Please count the lines in the records below that contain the word "this", treating uppercase and lowercase as different, and reply with that number alone.

─── WORKING DATA

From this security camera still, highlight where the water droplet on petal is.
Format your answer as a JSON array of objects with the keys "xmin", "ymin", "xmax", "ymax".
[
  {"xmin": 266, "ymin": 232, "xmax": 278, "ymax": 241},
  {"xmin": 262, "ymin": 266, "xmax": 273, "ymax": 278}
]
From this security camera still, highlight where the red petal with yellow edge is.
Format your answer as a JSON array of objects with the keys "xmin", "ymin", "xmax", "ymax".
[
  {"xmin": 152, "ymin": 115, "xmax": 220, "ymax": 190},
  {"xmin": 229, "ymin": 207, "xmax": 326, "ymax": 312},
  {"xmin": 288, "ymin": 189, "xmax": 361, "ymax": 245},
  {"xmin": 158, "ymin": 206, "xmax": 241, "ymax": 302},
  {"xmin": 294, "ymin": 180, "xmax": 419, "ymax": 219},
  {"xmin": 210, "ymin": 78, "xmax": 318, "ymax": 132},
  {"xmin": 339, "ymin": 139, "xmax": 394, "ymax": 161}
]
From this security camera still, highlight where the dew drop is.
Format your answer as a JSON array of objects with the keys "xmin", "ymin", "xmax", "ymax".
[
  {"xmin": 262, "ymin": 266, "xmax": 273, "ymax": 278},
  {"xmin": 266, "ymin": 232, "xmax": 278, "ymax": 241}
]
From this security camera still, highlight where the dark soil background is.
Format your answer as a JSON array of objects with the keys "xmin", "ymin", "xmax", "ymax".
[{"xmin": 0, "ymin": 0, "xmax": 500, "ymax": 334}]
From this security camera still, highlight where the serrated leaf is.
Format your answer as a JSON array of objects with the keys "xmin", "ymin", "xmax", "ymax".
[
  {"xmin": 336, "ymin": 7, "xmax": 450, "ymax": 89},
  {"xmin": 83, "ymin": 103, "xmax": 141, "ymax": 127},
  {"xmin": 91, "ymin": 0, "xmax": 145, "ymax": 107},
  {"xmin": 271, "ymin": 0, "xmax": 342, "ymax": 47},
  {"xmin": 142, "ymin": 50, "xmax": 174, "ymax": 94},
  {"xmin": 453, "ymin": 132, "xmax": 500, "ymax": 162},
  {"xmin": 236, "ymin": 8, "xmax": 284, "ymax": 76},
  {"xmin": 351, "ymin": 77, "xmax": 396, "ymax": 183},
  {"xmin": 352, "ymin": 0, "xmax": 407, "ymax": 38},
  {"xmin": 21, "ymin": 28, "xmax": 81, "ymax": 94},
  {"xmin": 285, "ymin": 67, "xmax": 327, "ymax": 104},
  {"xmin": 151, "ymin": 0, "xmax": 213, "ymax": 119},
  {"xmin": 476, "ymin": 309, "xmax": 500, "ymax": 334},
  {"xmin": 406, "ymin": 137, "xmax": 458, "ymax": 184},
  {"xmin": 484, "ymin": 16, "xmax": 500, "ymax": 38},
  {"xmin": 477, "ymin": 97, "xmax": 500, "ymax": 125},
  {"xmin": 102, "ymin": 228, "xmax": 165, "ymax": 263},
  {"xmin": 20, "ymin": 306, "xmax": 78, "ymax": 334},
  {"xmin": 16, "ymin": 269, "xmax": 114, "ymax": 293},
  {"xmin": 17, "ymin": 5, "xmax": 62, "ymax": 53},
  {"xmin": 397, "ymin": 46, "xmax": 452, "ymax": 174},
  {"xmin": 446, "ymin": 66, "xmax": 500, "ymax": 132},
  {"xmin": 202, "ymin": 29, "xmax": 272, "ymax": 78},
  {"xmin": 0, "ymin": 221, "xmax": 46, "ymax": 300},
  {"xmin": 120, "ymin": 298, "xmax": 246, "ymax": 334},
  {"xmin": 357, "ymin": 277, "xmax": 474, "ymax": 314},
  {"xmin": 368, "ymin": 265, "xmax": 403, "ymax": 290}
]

──────

EXPECTED OUTPUT: 5